Die Zweiteilung der Opernball-/Donnerstagsdemo war nachtraeglich
betrachtet nicht schlecht, war es doch dadurch moeglich, dass
jenen, die sich vor Wickeln fuerchteten, eine Alternative geboten
wurde. Geplant war aber urspruenglich etwas ganz anderes: Eine
Gruppe wollte donnerstagsdemonstrieren und eine andere wollte
opernballdemonstrieren - und beide wollten eine einzige
geschlossene Demo. Schon zum dritten Mal trafen da naemlich zwei
Demonstrationstraditionen zusammen, die nur sehr ungefaehr den
gleichen Inhalt haben: Die eine mit einem rein
"antifaschistischen" Inhalt (da die FPOe-Beteiligung als
unertraegliche Bewegung hin zum Rechtsextremismus gesehen wird),
die andere mit einem "antikapitalistischen" Inhalt (gegen das
Fest der Reichen). Und dies dokumentiert einen riesigen Spalt in
Fragen der politischen Strategie.

Nach zwei Jahren wurde allerorten Bilanz ueber schwarzblau
gezogen. Es gilt daher aber wohl damit auch, Bilanz nach zwei
Jahren Widerstand gegen diese Regierung zu ziehen. In diesen zwei
Jahren ist viel entstanden und wurde auch viel in seinem
Entstehen gefoerdert - weithin sichtbar sind neue politischen
Kontinuitaeten wie die des elektronischen Nachrichtendienstes
MUND, der "Botschaft" am Ballhausplatz und eben der
Donnerstagsdemo in Erscheinung getreten. Da bekanntermassen
Buergerliche meistens recht schnell die normative Kraft des
Faktischen akzeptieren und sich mit neu entstandenen
Gegebenheiten zu arrangieren versuchen, sind da nur die Linken
und die beiden letztendlich doch bourgeoisen
Parlaments-Oppositionsparteien uebriggeblieben, die den Protest
einer vielbeschworenen, aber eben nicht vorhandenen buergerlichen
Zivilgesellschaft erledigen

Und eben hier ergibt sich eine bedenkliche Tendenz: Linke
demonstrieren fuer eine andere Regierung. Nun stellt sich die
Frage: Fuer welche? Fuer die Rekonstruktion von rot-schwarz, also
fuer den Quargel, der uns Sparpolitik, rigide Auslaendergesetze
und Aufstieg der FPOe eingebrockt hat. Oder fuer Neuwahlen und
damit eine eventuelle rot-gruene Mehrheit. Also wer ernsthaft
glaubt, dass Rot-Gruen wirklich eine deutlich andere Politik
vertreten wird, den beglueckwuensche ich zu seiner Naivitaet.
Denn man muss nicht mal nach Deutschland blicken, um zu wissen,
was die Folgen sind: Eine Regierung, eingebunden in die EU mit
ihrer gemeinsamen Aussen- und "Sicherheits"-politik sowie in die
Waehrungsunion mit ihren brutalen Konvergenzkriterien; das Ganze
getragen von schmuseweich gespuelten, vollkommen ideologiefreien
Politikern, die einer rechten Opposition und der Kronen Zeitung
beweisen muessen, dass sie ganz bestimmt nicht links sind.

Box-Annotationen für Fotos:
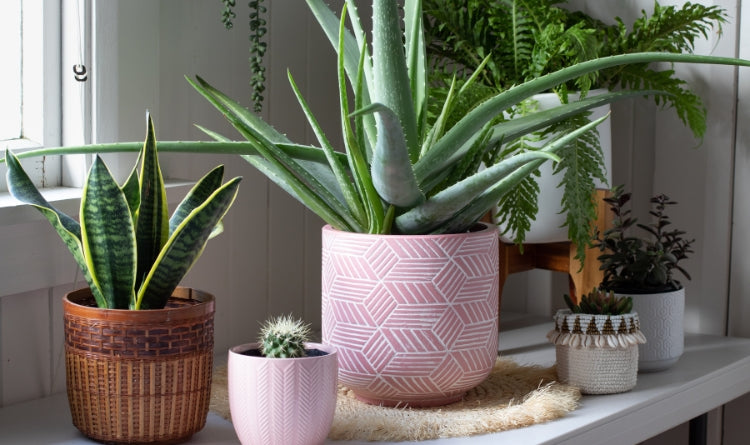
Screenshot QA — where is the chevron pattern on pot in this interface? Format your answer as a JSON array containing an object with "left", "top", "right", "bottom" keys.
[
  {"left": 227, "top": 343, "right": 337, "bottom": 445},
  {"left": 322, "top": 222, "right": 499, "bottom": 406}
]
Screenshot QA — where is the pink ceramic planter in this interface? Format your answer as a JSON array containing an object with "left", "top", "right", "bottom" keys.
[
  {"left": 322, "top": 224, "right": 499, "bottom": 406},
  {"left": 227, "top": 343, "right": 338, "bottom": 445}
]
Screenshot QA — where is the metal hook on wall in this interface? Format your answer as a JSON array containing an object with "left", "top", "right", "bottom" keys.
[{"left": 73, "top": 63, "right": 89, "bottom": 82}]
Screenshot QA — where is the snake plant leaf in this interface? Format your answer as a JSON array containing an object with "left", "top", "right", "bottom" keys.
[
  {"left": 356, "top": 103, "right": 425, "bottom": 207},
  {"left": 133, "top": 177, "right": 242, "bottom": 309},
  {"left": 80, "top": 156, "right": 137, "bottom": 309},
  {"left": 135, "top": 115, "right": 169, "bottom": 288},
  {"left": 169, "top": 165, "right": 224, "bottom": 236},
  {"left": 5, "top": 150, "right": 106, "bottom": 307}
]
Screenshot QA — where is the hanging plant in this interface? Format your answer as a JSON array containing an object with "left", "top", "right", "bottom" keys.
[{"left": 221, "top": 0, "right": 268, "bottom": 113}]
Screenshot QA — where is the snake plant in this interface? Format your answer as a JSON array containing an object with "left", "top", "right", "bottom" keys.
[
  {"left": 5, "top": 117, "right": 241, "bottom": 309},
  {"left": 4, "top": 0, "right": 750, "bottom": 239}
]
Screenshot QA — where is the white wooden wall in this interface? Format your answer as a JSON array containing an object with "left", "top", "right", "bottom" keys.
[{"left": 0, "top": 0, "right": 750, "bottom": 443}]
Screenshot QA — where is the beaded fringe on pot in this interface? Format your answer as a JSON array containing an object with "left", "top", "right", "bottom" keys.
[{"left": 547, "top": 310, "right": 646, "bottom": 394}]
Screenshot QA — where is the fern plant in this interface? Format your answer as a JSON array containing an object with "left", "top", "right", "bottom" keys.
[
  {"left": 4, "top": 0, "right": 750, "bottom": 243},
  {"left": 423, "top": 0, "right": 726, "bottom": 258}
]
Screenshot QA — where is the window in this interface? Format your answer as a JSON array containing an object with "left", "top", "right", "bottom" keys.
[{"left": 0, "top": 0, "right": 61, "bottom": 192}]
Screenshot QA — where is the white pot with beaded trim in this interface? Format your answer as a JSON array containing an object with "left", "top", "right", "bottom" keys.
[{"left": 547, "top": 309, "right": 646, "bottom": 394}]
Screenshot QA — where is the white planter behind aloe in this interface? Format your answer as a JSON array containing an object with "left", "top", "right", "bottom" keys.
[
  {"left": 494, "top": 89, "right": 612, "bottom": 243},
  {"left": 547, "top": 309, "right": 646, "bottom": 394},
  {"left": 628, "top": 287, "right": 685, "bottom": 372}
]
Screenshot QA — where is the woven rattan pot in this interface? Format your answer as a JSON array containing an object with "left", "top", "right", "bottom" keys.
[
  {"left": 547, "top": 309, "right": 646, "bottom": 394},
  {"left": 63, "top": 288, "right": 214, "bottom": 444}
]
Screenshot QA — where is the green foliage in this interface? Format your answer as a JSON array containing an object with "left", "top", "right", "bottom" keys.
[
  {"left": 563, "top": 288, "right": 633, "bottom": 315},
  {"left": 595, "top": 186, "right": 695, "bottom": 293},
  {"left": 221, "top": 0, "right": 268, "bottom": 113},
  {"left": 4, "top": 0, "right": 750, "bottom": 243},
  {"left": 423, "top": 0, "right": 726, "bottom": 253},
  {"left": 6, "top": 117, "right": 241, "bottom": 309},
  {"left": 259, "top": 315, "right": 310, "bottom": 358}
]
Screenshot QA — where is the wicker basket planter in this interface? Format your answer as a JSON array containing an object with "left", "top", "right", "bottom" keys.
[
  {"left": 63, "top": 288, "right": 214, "bottom": 444},
  {"left": 547, "top": 309, "right": 646, "bottom": 394}
]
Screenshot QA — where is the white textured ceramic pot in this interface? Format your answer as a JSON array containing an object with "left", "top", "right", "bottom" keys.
[
  {"left": 547, "top": 309, "right": 646, "bottom": 394},
  {"left": 322, "top": 224, "right": 499, "bottom": 406},
  {"left": 499, "top": 89, "right": 612, "bottom": 243},
  {"left": 227, "top": 343, "right": 338, "bottom": 445},
  {"left": 623, "top": 288, "right": 685, "bottom": 372}
]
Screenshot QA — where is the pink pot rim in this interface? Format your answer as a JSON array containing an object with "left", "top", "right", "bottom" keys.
[
  {"left": 322, "top": 221, "right": 497, "bottom": 239},
  {"left": 229, "top": 342, "right": 338, "bottom": 362}
]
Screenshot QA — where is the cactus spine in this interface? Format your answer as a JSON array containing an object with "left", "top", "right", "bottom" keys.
[{"left": 260, "top": 315, "right": 310, "bottom": 358}]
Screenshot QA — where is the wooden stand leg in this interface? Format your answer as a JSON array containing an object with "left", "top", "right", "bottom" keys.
[{"left": 500, "top": 190, "right": 612, "bottom": 301}]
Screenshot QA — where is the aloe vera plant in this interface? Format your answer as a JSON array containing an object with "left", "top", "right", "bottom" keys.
[
  {"left": 4, "top": 0, "right": 750, "bottom": 239},
  {"left": 5, "top": 116, "right": 241, "bottom": 309}
]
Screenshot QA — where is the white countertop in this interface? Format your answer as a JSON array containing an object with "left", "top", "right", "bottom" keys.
[{"left": 0, "top": 319, "right": 750, "bottom": 445}]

#### Ziel der Übung:
Führe den Text über den Widerstand gegen die schwarzblaue Regierung nach seinem letzten Satz weiter. Die Einträge spielen hierfür keine Rolle.

#### Lösung:
Ob rot-schwarz oder rot-gruen, nach zwei oder vielleicht vier
Jahren Widerstand gegen schwarz-blau draeut der grosse Kater: Da
kommt dann vielleicht eine andere Regierung, auf die man mit
diesen Protesten zwar nicht explizit, aber wohl implizit gesetzt
hatte, - und die macht dann eine Politik, die lediglich in
kosmetischen Nuancen sich von der alten unterscheidet. Oder
glaubt jemand im Ernst, dass es unter rot-gruen zu erwarten ist,
dass beispielsweise die Studiengebuehren wieder aufgehoben
werden? - wo sich dann doch schon alle daran gewoehnt haben
werden.

Natuerlich ist es verfuehrerisch, mit dem Widerstand gegen
schwarz-blau ein Thema zu haben, mit dem man mehr Menschen
anspricht als sonst. Aber was ist nachher? Nachher hamma dann die
Regierung, die man wolln ham. Oder? Wahrscheinlich wohl doch
nicht. Nur irgendwie werden wir dann ein bisserl bloed dastehen,
wenn vielleicht die selben Leute, mit denen wir gerade eben noch
demonstriert haben, uns ploetzlich von der Regierungsbank
herunter verarschen.

Und genau hier liegt der Hund begraben: Die Proteste gegen
schwarz-blau werden gleichgesetzt mit dem, was wir an neuen
Ungerechtigkeiten erfahren. Dass viele dieser Dinge aber nicht
nur von anderen Regierungen genauso gekommen waeren, sondern zum
Teil von rot-schwarz sogar selbst in die Wege geleitet worden
waren, wird geflissentlich verdraengt, weil die Proteste dann
nicht so viel Akzeptanz haetten.

Dass ein Teil der Donnerstagsdemo diese Veranstaltung in einer
Protest-Tradition gegen das buergerliche Establishment sieht, war
am Tag des Opernballs deutlich zu erkennen - der andere Teil (der
sich selbst als "die Donnerstagsdemo" bezeichnet hatte) ist der
Meinung, man muesse stattdessen darauf achten, dass es keine
Wickel gebe und damit die Kronen-Zeitung nichts Boeses schreibe.
Und genau hier hakt es schon wieder: Es kann einfach nicht sein,
sich von der Kronen-Zeitung und der Polizei sagen zu lassen,
wohin man demonstriert. Einmal davon abgesehen, dass die
Kronen-Zeitungs-Wahrheit mit oder ohne Pruegelei immer schon ein
ganz besonderer Blick auf die Dinge war, kann man doch nicht
immer darauf schielen, dass man in einer kleinbuergerlichen
Oeffentlichkeit gut dasteht.

Der Opernball: Das ist immer ein kleines Bonzen-Treffen, wo nicht
nur getanzt, sondern auch Geschaefte getaetigt werden. Die
Opernballdemo hingegen, das ist unser alljaehrliches kleines
"Seattle". Da wie dort ging und geht es um den Protest gegen den
Kapitalismus und da wie dort ist den Protestierenden es eher von
sekundaerer Bedeutung, ob dieser sozialdemokratisch,
klerikalbuergerlich oder von Rechtsextremen verwaltet wird.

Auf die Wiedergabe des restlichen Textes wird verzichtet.